[Data excerpts]
————
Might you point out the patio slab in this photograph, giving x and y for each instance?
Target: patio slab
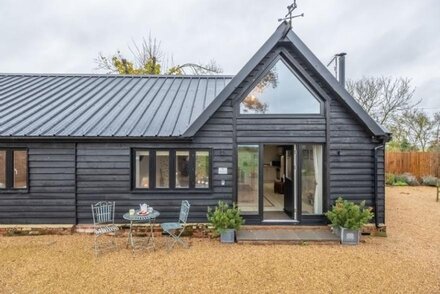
(286, 236)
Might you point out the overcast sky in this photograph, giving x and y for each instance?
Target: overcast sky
(392, 38)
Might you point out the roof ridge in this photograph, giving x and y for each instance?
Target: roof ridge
(213, 76)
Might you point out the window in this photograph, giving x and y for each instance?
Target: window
(13, 169)
(202, 169)
(2, 169)
(142, 169)
(182, 169)
(171, 169)
(162, 169)
(280, 91)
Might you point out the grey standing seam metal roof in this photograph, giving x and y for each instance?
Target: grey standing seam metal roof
(50, 105)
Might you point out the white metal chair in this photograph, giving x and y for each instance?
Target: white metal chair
(104, 223)
(175, 230)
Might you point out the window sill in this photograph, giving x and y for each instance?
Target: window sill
(12, 191)
(171, 191)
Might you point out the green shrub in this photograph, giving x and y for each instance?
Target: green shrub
(390, 179)
(400, 183)
(407, 178)
(347, 214)
(224, 217)
(430, 181)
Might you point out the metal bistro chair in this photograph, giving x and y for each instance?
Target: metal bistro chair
(104, 222)
(173, 228)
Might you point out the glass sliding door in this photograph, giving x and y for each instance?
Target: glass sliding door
(311, 179)
(248, 179)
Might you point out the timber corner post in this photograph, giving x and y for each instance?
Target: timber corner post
(438, 190)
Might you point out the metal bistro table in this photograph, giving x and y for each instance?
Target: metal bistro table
(149, 218)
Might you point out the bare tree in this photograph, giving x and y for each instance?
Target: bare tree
(148, 58)
(419, 127)
(384, 98)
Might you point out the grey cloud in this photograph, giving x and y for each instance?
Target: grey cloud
(397, 38)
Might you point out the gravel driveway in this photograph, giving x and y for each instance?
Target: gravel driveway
(408, 260)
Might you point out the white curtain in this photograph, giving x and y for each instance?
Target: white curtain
(317, 164)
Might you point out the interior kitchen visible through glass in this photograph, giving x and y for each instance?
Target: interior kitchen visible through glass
(311, 179)
(248, 178)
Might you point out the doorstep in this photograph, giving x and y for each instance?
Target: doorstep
(289, 235)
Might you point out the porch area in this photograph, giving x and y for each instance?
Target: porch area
(286, 235)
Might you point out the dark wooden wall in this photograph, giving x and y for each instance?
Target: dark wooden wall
(349, 148)
(51, 196)
(104, 174)
(103, 169)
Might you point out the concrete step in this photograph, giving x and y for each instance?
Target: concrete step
(287, 236)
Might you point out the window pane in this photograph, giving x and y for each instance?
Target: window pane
(162, 169)
(311, 179)
(182, 169)
(20, 169)
(142, 169)
(202, 169)
(248, 162)
(280, 92)
(2, 169)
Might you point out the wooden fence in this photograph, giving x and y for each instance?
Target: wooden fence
(417, 163)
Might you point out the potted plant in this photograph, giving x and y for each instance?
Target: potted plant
(225, 220)
(347, 220)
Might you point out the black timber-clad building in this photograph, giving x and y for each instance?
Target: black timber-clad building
(282, 138)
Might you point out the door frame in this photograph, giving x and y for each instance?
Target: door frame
(300, 219)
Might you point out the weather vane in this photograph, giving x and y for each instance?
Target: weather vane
(289, 16)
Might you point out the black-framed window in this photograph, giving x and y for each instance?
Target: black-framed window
(13, 169)
(171, 169)
(281, 92)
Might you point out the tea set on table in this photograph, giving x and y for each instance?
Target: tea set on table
(144, 210)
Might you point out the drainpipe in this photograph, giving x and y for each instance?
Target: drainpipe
(376, 182)
(341, 68)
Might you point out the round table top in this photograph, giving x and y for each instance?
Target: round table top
(137, 217)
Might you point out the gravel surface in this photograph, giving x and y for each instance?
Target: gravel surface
(408, 260)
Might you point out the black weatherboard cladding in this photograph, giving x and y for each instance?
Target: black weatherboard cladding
(80, 130)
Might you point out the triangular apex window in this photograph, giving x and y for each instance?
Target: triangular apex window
(280, 92)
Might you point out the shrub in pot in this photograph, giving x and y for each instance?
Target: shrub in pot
(226, 220)
(349, 218)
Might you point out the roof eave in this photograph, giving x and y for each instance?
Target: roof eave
(317, 65)
(279, 33)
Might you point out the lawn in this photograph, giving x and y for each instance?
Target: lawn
(408, 260)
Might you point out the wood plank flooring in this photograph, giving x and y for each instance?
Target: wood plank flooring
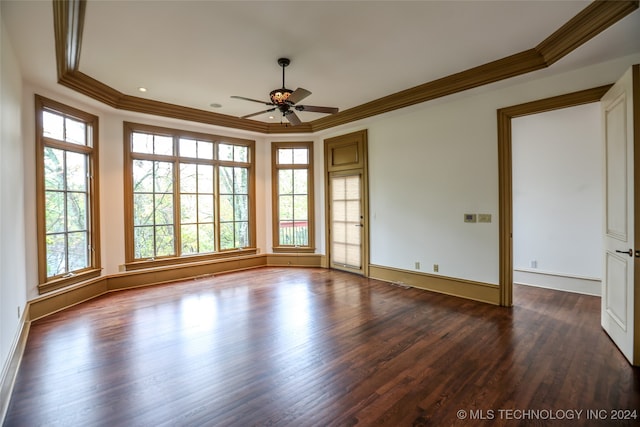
(315, 347)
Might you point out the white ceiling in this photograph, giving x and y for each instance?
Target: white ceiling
(194, 53)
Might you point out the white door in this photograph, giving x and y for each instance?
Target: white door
(618, 281)
(346, 222)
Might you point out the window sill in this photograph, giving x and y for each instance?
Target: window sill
(54, 285)
(293, 249)
(177, 261)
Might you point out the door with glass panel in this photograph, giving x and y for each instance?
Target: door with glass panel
(347, 214)
(347, 223)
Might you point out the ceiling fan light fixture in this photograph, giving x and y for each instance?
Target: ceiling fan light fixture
(280, 96)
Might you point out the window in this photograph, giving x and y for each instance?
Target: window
(293, 196)
(67, 214)
(190, 195)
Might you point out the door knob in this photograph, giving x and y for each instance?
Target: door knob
(629, 252)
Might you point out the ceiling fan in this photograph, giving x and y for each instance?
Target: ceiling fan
(285, 101)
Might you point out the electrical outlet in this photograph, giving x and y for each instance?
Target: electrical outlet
(484, 217)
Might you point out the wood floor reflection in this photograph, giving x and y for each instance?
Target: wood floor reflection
(315, 347)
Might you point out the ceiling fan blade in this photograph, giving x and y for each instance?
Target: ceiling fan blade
(249, 99)
(314, 109)
(298, 95)
(259, 112)
(293, 118)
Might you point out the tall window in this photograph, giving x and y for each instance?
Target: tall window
(292, 164)
(67, 173)
(190, 195)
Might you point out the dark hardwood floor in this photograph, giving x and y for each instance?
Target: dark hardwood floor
(314, 347)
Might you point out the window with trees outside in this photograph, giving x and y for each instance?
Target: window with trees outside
(292, 166)
(190, 196)
(67, 198)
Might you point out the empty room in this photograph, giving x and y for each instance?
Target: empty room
(311, 213)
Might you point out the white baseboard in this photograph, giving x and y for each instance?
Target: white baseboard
(10, 370)
(558, 281)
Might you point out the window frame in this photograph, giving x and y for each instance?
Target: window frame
(46, 283)
(129, 128)
(275, 196)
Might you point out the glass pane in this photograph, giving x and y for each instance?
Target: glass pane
(142, 176)
(285, 156)
(301, 230)
(353, 234)
(188, 148)
(286, 207)
(143, 209)
(226, 236)
(285, 181)
(52, 125)
(241, 208)
(338, 191)
(188, 208)
(53, 169)
(163, 177)
(225, 152)
(206, 238)
(205, 150)
(163, 145)
(300, 177)
(54, 211)
(205, 179)
(76, 171)
(143, 242)
(226, 180)
(76, 212)
(76, 131)
(226, 208)
(339, 211)
(78, 251)
(56, 255)
(164, 240)
(164, 209)
(241, 180)
(339, 232)
(300, 156)
(241, 154)
(242, 234)
(300, 208)
(352, 188)
(188, 178)
(352, 211)
(205, 208)
(142, 143)
(286, 233)
(189, 236)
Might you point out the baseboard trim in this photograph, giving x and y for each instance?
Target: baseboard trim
(557, 281)
(63, 298)
(478, 291)
(10, 370)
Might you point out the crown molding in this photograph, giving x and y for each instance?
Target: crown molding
(68, 19)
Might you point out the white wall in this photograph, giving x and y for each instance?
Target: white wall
(557, 198)
(13, 259)
(430, 164)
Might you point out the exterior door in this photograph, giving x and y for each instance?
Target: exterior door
(620, 291)
(346, 201)
(346, 222)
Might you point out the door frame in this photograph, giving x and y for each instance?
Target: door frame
(505, 177)
(357, 164)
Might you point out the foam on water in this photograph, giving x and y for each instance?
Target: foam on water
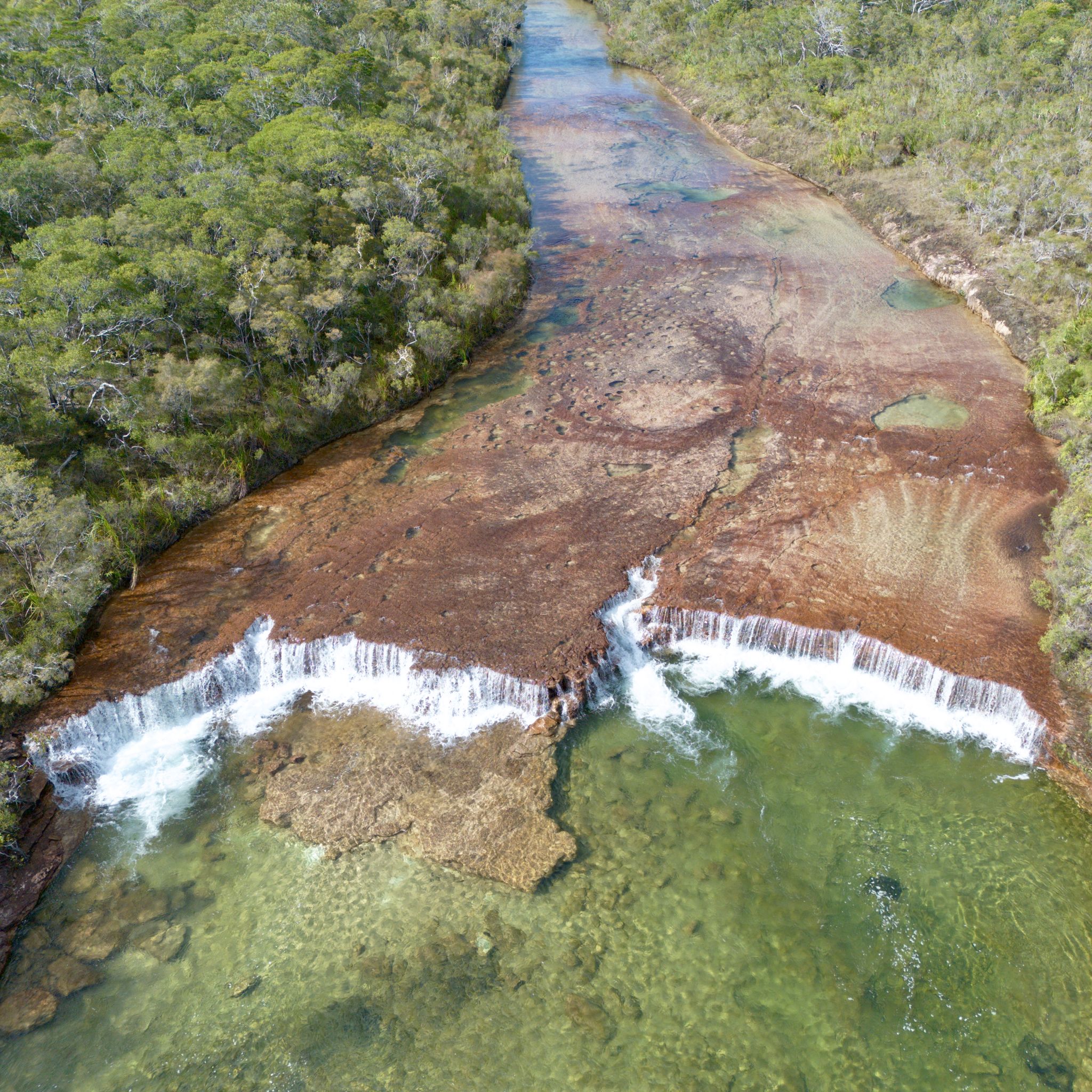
(148, 752)
(144, 754)
(838, 670)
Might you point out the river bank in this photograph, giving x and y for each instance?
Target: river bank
(716, 365)
(898, 199)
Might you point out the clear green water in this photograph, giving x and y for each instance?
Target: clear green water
(723, 927)
(465, 395)
(922, 411)
(444, 413)
(917, 294)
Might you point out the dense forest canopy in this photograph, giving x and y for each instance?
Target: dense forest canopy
(231, 231)
(970, 116)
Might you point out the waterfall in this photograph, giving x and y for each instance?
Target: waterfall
(146, 753)
(149, 751)
(838, 669)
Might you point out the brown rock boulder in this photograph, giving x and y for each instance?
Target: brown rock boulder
(165, 943)
(93, 937)
(27, 1009)
(67, 975)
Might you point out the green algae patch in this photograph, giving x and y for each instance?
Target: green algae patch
(771, 857)
(922, 411)
(917, 294)
(462, 397)
(694, 194)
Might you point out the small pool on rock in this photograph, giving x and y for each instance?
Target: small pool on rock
(917, 294)
(922, 411)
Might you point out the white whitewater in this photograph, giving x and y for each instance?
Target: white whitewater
(148, 752)
(144, 754)
(836, 669)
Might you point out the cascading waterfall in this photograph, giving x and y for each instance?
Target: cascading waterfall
(148, 752)
(836, 669)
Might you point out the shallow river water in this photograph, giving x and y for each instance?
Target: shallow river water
(771, 897)
(771, 893)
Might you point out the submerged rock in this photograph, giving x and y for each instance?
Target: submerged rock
(93, 937)
(977, 1065)
(590, 1016)
(479, 806)
(67, 975)
(1048, 1063)
(141, 904)
(165, 943)
(27, 1009)
(244, 986)
(35, 940)
(885, 887)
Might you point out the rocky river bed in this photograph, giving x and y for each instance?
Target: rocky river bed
(365, 675)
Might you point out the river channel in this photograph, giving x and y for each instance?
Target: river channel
(800, 862)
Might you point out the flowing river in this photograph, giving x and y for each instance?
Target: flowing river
(791, 872)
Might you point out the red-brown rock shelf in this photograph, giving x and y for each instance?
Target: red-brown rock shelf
(706, 348)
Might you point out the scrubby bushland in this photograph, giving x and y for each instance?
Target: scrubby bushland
(969, 116)
(231, 231)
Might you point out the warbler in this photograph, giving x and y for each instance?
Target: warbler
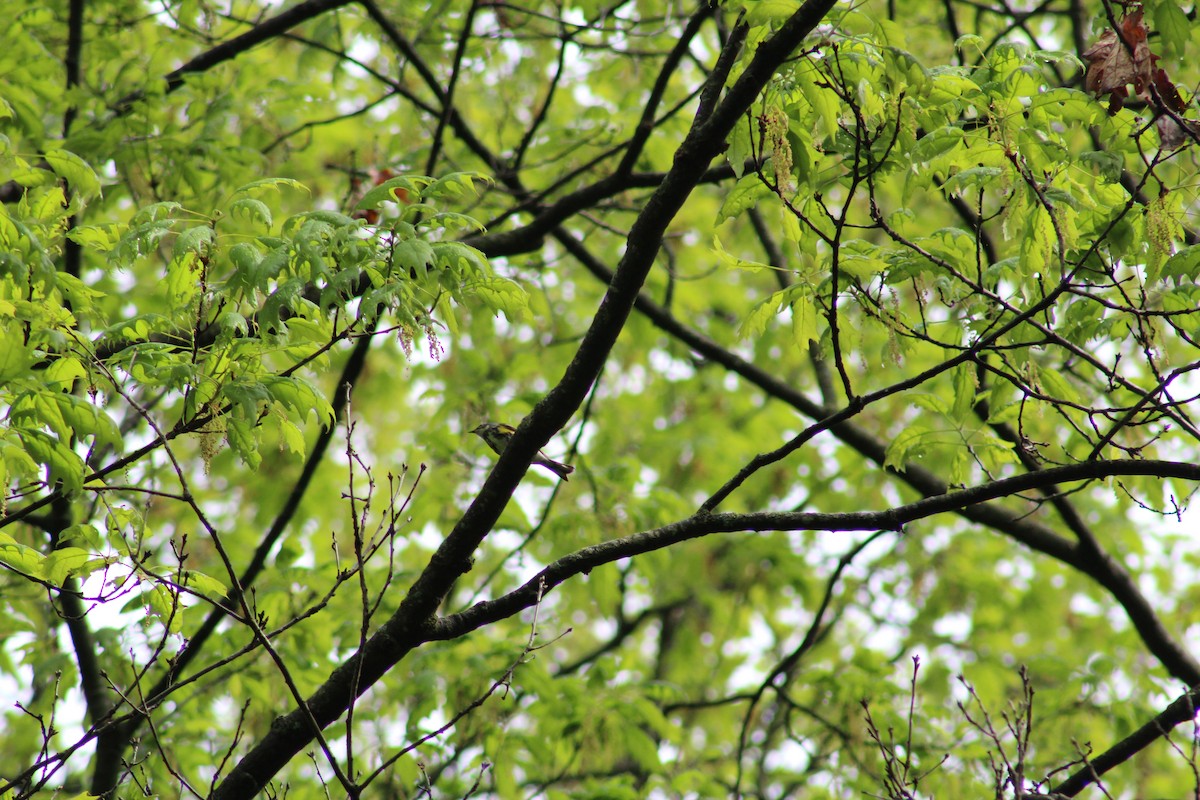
(497, 435)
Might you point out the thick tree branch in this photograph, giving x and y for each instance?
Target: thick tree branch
(414, 617)
(702, 524)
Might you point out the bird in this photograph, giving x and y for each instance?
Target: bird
(497, 435)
————
[Stated exercise] Print exactly the lines from the line with "Might you point out the small" through the end of the data, both ends included, and print no pictures.

[Reply to the task]
Might you point out the small pool on rock in this photograph, giving x and y for each instance?
Target: small pool on rock
(917, 294)
(922, 411)
Might you point out the white whitewater in this photograph, giving x and y for each instance?
Target: white whitewater
(148, 752)
(144, 754)
(836, 669)
Might you point out the cascading waterfall in this photograph, giving x and y for each instance?
Target: cascading waterfall
(148, 752)
(836, 669)
Might you point out the shallow river water in this photograph, giving x and y for each instance?
Target: shallow river water
(771, 897)
(771, 893)
Might you point out the submerged rock in this photograph, giving x and y for each instance?
Target: submerged rock
(93, 937)
(977, 1065)
(590, 1016)
(479, 806)
(67, 975)
(1048, 1063)
(141, 904)
(165, 943)
(27, 1009)
(244, 986)
(35, 940)
(885, 887)
Might you point out the rocky river bed in this photograph, giving x and y for each instance?
Target: rocky river bed
(365, 675)
Might you point out the river channel in this photograph, giving x and y for each instance?
Target: river channel
(800, 862)
Might you point out the flowing river in this photograph, giving x and y for each instance?
Target: flowing river
(791, 872)
Might you point out the red-brown rock shelf in this photograph, giving x and y for each instance?
Target: red-brown rock shelf
(706, 348)
Might you point out the scrubby bushland in this photograph, giving x and y for each instance?
Target: scrubby bushland
(969, 116)
(231, 231)
Might you point out the warbler in this photograph, giving x and y for each instance?
Target: warbler
(497, 435)
Might you point out the thick tree branch in this photograph, giving x and y for each instance?
Target: thick tree branch
(414, 617)
(702, 524)
Might you point out the bird in this photograph, giving x and y for each instance?
Target: bird
(497, 435)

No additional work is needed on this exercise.